* [DOCUMENT EXTRACT]:

---+---

You see, Angela? I’ve gone WAY beyond here. I want my whole COUNTRY validated!
Irene, since you’ve already married America, we need to *gently* let Lenore know that she could marry another country and not to wait around for your divorcing America, bcuz it just ain’t gonna happen. The fact that you’re committing bigamy is less important that your external validation of our country. I thank you for your dedication to America’s toilets. BTW, have you considered complaining to the movie theatre about the unflushed toilets and peed-upon toilet seats? Someone’s seriously not doing their cleanup duty.
oh my god, i do the drying wet hands on hair instead of air dryer thing too. except if there are dyson dryers, which basically blasts the skin right off your hands.
that is *some* dedication you have to America’s toilets. luckily you don’t live in china. cleaning those toilets would require a hazmat suit.
Angela,
Are those those fabulous driers that you slip your hands into and they are blasted dry in a nanosecond? I love those! The old ones run forever and do virtually nothing. Who has that long to wait when you have a perfectly clean head of hair to use, likety-split?
Lordy, I’ve been to China’s toilets. Not unlike those of India, and Southeast Asia. I have developed some amazing quads from perching myself over holes.
I only worry that the tourists will get a bad impression of Americans when they see the toilets in such a state. What is up with the not flushing? Most of the time you don’t even have to use your hand, you can just use a foot! How is that so hard? Are there so many people who desire to have their poopy seen by others?

---+---

* [SUPPLIED RECORDS]:
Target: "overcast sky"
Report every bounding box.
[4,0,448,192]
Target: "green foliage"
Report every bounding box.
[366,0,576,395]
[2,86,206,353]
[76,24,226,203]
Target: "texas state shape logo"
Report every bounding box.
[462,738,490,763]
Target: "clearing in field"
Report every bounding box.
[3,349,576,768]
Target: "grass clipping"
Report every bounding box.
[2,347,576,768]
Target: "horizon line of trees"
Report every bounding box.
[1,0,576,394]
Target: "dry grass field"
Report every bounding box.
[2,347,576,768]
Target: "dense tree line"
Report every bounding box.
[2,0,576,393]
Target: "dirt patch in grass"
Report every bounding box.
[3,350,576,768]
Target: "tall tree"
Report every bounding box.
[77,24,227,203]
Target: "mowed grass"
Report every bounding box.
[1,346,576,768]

---+---

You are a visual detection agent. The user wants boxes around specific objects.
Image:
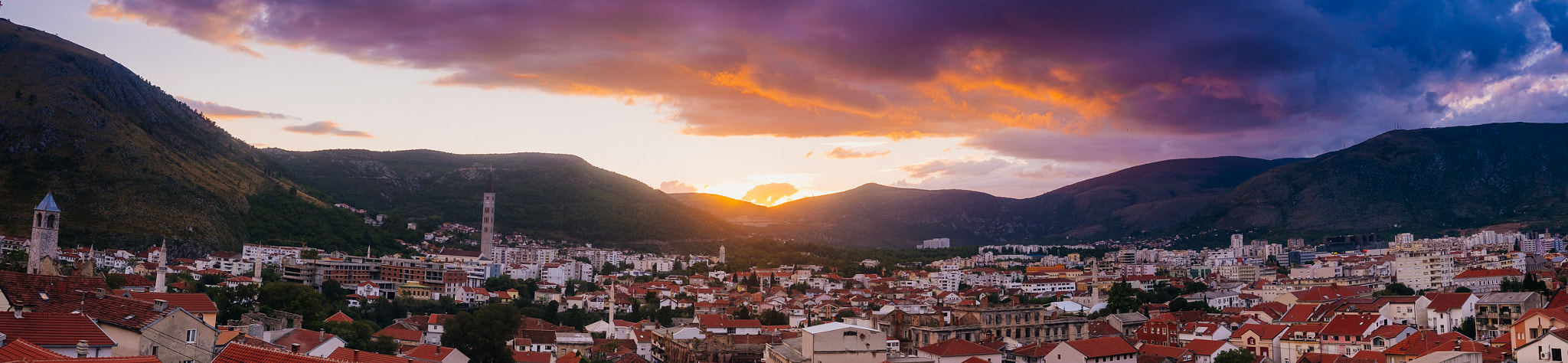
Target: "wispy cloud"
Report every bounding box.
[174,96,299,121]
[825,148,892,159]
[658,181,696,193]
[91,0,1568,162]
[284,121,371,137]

---+---

* [TASK REQUIREMENTS]:
a) From the toilet comments, reproduce the passage between "oh my god, i" and "a hazmat suit.", inclusive.
b) Render the entry lines between the lines holding "You are a visual" and "[284,121,371,137]", inclusive, as a Markdown table with the columns Number and Entry line, one row per line and blank lines skipped. Leave the pictures out.

* [REPLIES]:
a)
oh my god, i do the drying wet hands on hair instead of air dryer thing too. except if there are dyson dryers, which basically blasts the skin right off your hands.
that is *some* dedication you have to America’s toilets. luckily you don’t live in china. cleaning those toilets would require a hazmat suit.

b)
| Number | Entry line |
|---|---|
| 1 | You are a visual detection agent. The user wants boxes around specific objects. |
| 2 | Image: |
| 3 | Target: "wispy cloud" |
| 4 | Report every bounding box. |
| 5 | [174,96,299,121] |
| 6 | [825,148,892,159] |
| 7 | [658,181,696,193] |
| 8 | [91,0,1568,162] |
| 9 | [284,121,371,137] |